┌─ Text excerpt

I personally lunge with tack very rarely so I'd probably lunge without, and like you're saying, pop some tack on to ride after.
For me, I use lunging as sort of a warm-up/"Lacey, how are you feeling today?"/"get your mind in the game" thing so I want Lacey to be warming up and getting her mind in sync with mine. I don't care really what she's doing (as long as she's being responsive and not plodding along - she must be forward on the line) with her body, as long as she stays engaged with me.

BUT, if you're lunging with the intent of of getting Miss Face working through her body or if you're going for more of a "you are going to be ridden, fyi, prepare yourself"-type thing, I might lunge with tack.

Just my thoughts. 

FWIW, I rarely use leg protection. I tried it last summer but SMBs got too hot on the inside for the riding I do. I do have split boots and I use them on trail rides but that's about it.


----------



## Skyseternalangel (Jul 23, 2011)

Yep! That's the ocean  And that island is the "South Island" in the distance. It's gorgeous! Beach around the corner but she's terrified of those large kites.. so we'll have to have a beach play day down there sometime.

Thanks for the ideas 

Yeah she doesn't know how to use her body. Her back does not swing freely.. so it's more of a warm up, get your rhythm without trying to balance me... and then we'll take you for a spin, type deal.

Mhm she's just kind of trippy... idk if it's the trim or just the whole lack of rhythm lack of suspension thing... but I don't want her to kick herself.


----------



## gunslinger (Sep 17, 2011)

Be careful, she'll steal your heart....


----------



## Skyseternalangel (Jul 23, 2011)

gunslinger said:


> Be careful, she'll steal your heart....


She can't take what isn't there! Sky has it back in Maryland... :wink: 

But she really is lovely. I'm hoping to reignite the relationship of this mare and her owner.


----------



## Skyseternalangel (Jul 23, 2011)

May 9th 

Well she is certainly becoming a lot more attentive on the ground. Still a bit of a goof with halting but it has improved.

└─
┌─ Dataset extract

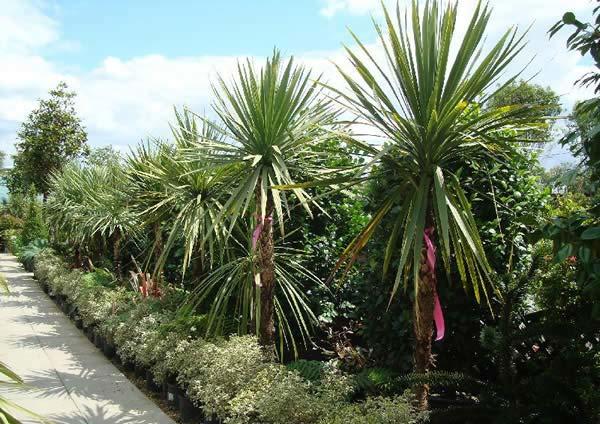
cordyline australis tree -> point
(271, 118)
(420, 102)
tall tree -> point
(544, 102)
(51, 136)
(421, 101)
(271, 117)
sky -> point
(131, 62)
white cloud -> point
(122, 101)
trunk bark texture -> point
(265, 249)
(158, 247)
(117, 254)
(423, 328)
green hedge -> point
(229, 377)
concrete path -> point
(75, 382)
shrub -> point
(224, 369)
(275, 395)
(33, 226)
(131, 335)
(377, 410)
(28, 253)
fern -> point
(439, 380)
(309, 370)
(28, 253)
(374, 380)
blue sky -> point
(132, 61)
(192, 28)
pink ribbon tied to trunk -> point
(258, 229)
(438, 315)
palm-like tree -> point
(92, 202)
(171, 184)
(271, 118)
(11, 381)
(422, 104)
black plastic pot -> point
(140, 371)
(189, 412)
(172, 394)
(129, 366)
(109, 349)
(163, 388)
(89, 332)
(150, 383)
(99, 341)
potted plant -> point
(150, 383)
(98, 340)
(172, 393)
(140, 370)
(189, 412)
(109, 348)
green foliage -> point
(33, 225)
(375, 410)
(28, 253)
(585, 39)
(309, 370)
(49, 138)
(544, 102)
(424, 107)
(233, 377)
(11, 382)
(374, 380)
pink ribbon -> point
(438, 315)
(258, 229)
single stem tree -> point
(420, 101)
(51, 136)
(271, 117)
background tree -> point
(33, 226)
(426, 106)
(271, 118)
(51, 136)
(544, 103)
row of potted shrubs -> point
(228, 380)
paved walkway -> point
(75, 383)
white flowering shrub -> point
(97, 303)
(377, 410)
(132, 336)
(45, 264)
(275, 395)
(224, 369)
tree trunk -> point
(265, 248)
(423, 328)
(158, 246)
(117, 254)
(78, 258)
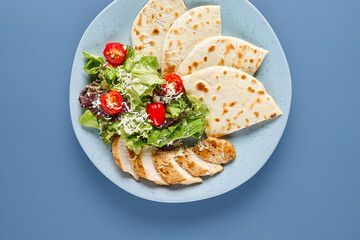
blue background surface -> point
(309, 188)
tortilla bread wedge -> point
(186, 32)
(235, 99)
(152, 23)
(223, 51)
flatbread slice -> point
(187, 31)
(188, 160)
(144, 166)
(122, 157)
(215, 150)
(152, 23)
(235, 99)
(170, 170)
(223, 51)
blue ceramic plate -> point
(253, 146)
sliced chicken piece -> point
(170, 170)
(144, 166)
(215, 150)
(122, 157)
(188, 160)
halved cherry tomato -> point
(156, 113)
(110, 64)
(174, 80)
(112, 102)
(115, 53)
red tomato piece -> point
(115, 53)
(110, 64)
(173, 82)
(156, 113)
(112, 102)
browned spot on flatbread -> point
(211, 48)
(237, 115)
(137, 32)
(258, 61)
(232, 103)
(140, 20)
(250, 89)
(273, 115)
(201, 87)
(169, 68)
(221, 62)
(229, 47)
(155, 31)
(189, 69)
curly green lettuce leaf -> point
(94, 63)
(176, 107)
(89, 119)
(135, 143)
(110, 74)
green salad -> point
(128, 97)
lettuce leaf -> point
(88, 119)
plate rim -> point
(230, 187)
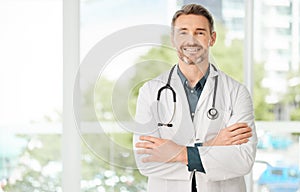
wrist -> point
(182, 157)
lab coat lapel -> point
(182, 100)
(208, 88)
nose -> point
(190, 39)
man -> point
(206, 141)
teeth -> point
(191, 49)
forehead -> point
(192, 22)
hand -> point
(235, 134)
(161, 150)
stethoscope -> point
(212, 113)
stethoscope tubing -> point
(212, 113)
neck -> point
(193, 72)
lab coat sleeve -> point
(148, 126)
(225, 162)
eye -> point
(182, 33)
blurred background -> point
(31, 82)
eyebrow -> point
(184, 28)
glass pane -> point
(31, 95)
(276, 94)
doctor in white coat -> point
(180, 146)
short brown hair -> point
(194, 9)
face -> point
(192, 38)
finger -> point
(145, 145)
(147, 159)
(149, 138)
(237, 126)
(242, 136)
(241, 131)
(144, 151)
(239, 142)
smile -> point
(192, 49)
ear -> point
(172, 39)
(213, 38)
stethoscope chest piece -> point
(212, 113)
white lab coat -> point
(225, 166)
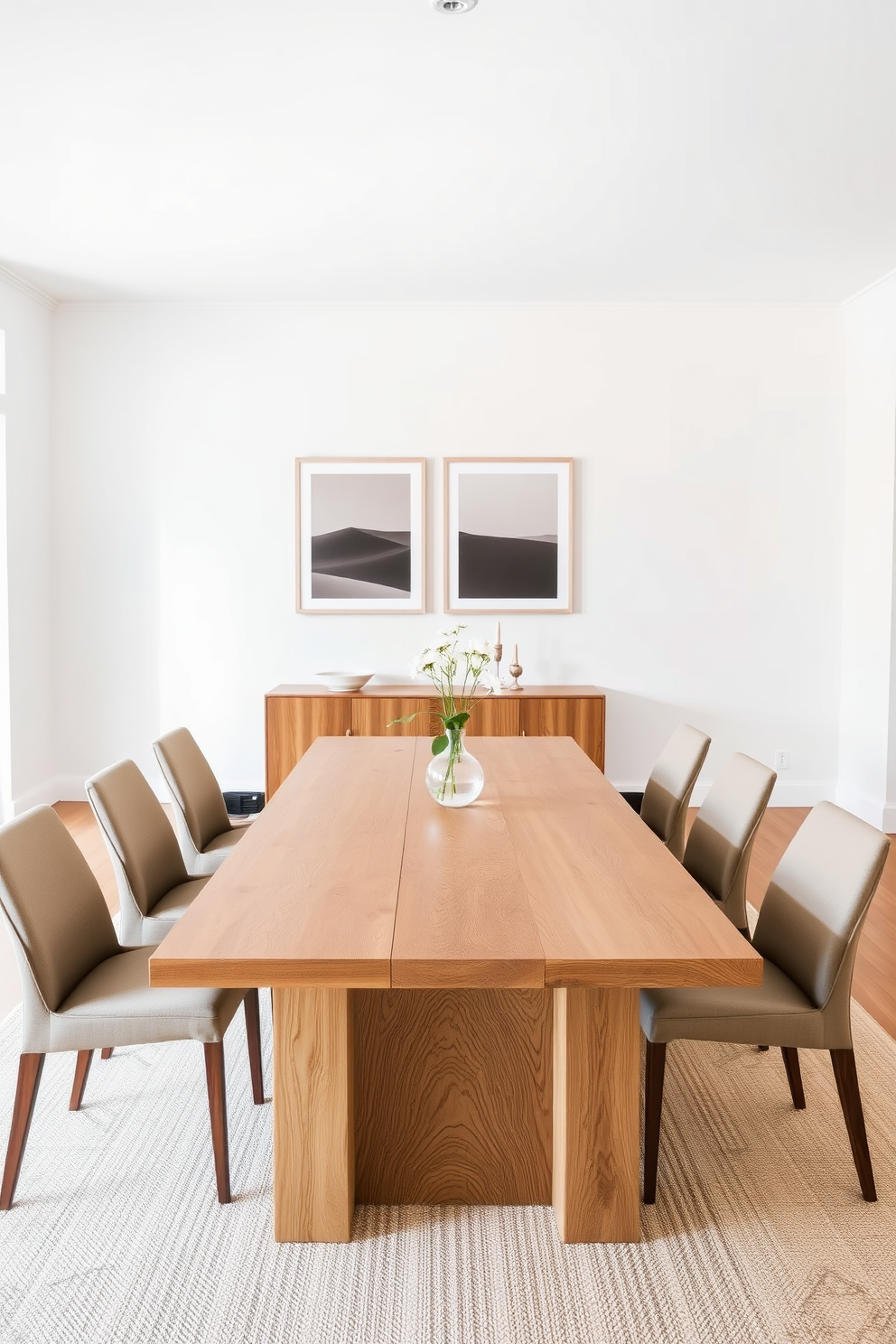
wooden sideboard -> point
(294, 715)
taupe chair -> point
(204, 831)
(154, 886)
(720, 842)
(80, 989)
(807, 933)
(667, 790)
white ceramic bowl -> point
(344, 680)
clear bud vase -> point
(454, 777)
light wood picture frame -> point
(360, 535)
(508, 534)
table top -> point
(352, 876)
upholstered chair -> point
(807, 934)
(204, 831)
(720, 840)
(154, 886)
(667, 790)
(80, 989)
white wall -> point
(26, 672)
(708, 509)
(867, 782)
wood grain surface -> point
(453, 1096)
(313, 1115)
(371, 716)
(496, 716)
(597, 1126)
(413, 690)
(308, 897)
(292, 724)
(462, 917)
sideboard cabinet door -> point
(565, 716)
(293, 722)
(495, 716)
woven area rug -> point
(760, 1233)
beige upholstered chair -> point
(807, 933)
(720, 842)
(204, 831)
(154, 887)
(82, 989)
(670, 784)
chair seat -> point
(115, 1005)
(772, 1013)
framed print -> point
(359, 534)
(508, 534)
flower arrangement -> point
(446, 663)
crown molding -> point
(35, 292)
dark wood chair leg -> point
(254, 1041)
(794, 1076)
(655, 1076)
(218, 1112)
(844, 1062)
(82, 1069)
(27, 1084)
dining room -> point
(446, 660)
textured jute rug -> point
(760, 1233)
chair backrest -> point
(667, 790)
(193, 788)
(60, 921)
(817, 900)
(141, 843)
(722, 836)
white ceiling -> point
(375, 149)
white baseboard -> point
(60, 789)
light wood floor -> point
(874, 977)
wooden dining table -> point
(454, 991)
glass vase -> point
(454, 777)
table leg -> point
(597, 1131)
(313, 1115)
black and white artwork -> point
(508, 534)
(360, 534)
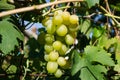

└─

Your tasks:
1. Using the horse lunging thread, decide whether each statement agrees with it: (a) the first writer rarely uses leg protection; (b) the mare is unafraid of the large kites near the beach; (c) the first writer uses split boots on trail rides. Answer yes or no for each, quoting the deciding words.
2. Pick up the horse lunging thread after its last sentence and continue it.
The items play no part in this work.

Expected outputs:
1.
(a) Yes: "FWIW, I rarely use leg protection."
(b) No: "she's terrified of those large kites"
(c) Yes: "I do have split boots and I use them on trail rides"

2.
She allows me to scratch and rub her anywhere, so long as I'm nice about it. She still won't lift her back when prompted so I'm trying a different method. Hopefully she won't kick...

She did try to bite me when I prompted her to yield her haunches over. She swiftly got an elbow to the face and a growl and she didn't try again.

She's VERY food motivated. She hunts for carrots and finds it hard to focus so I may see about teaching her to focus by doing a sending exercise when she doesn't.

She reverts to backing up when she's not sure.. which isn't good. I'm trying to teach her to pay more attention to her handler as well because she doesn't stop or slow down if I get infront of her shoulder (block her movement) she just blindly continues on. Not safe!!!

I lunged her out in the rolling pastures. She tripped a lot.. and she was very good about walk and trot but would not canter so either she is just that out of shape with it or she was concerned with the footing. I'm guessing the latter mixed with a bit of the former.

Still no word on whether or not I can work in the club facilities.. grrrr. It's like I'm asking to marry a cow or something...

She halts on lead nicely, backs up nicely.. she is a little sluggish when lead but she's respectful about it which is nice.

I definitely see improvement in handling but I cannot comment on any under saddle work as of yet.


----------



## Skyseternalangel (Jul 23, 2011)

I haven't worked with her since due to injuring my ankle. Still no word on whether or not I'm allowed to use the facilities..... *sigh* so frustrating.


----------



## Skyseternalangel (Jul 23, 2011)

So some news since last time. Her leg is much more infected than what I was let on. Her owner has been cold hosing her leg but not giving her any anti-inflammatory of any sort.. can't tell if she's sound or lame since it's dark when I go out to her.

~~

But aside from that, I will no longer be working with Prettyface due to her owner having moved her farther away to her ex owner.. who gave her all of her issues in the first place. So no matter what I do with her will be undone by the ex-owner. So why bother :/ it's just going to confuse the horse.

I'm sad because she's in this situation, but there's not much to be done.

So this thread is officially closed in terms of no more updates.


----------



## Endiku (Dec 6, 2010)

I'm so sorry Sky  that must be so frustrating for you. You did what you could to help the horse though, so kudos to you for trying.


----------



## Skyseternalangel (Jul 23, 2011)

Thanks Endiku.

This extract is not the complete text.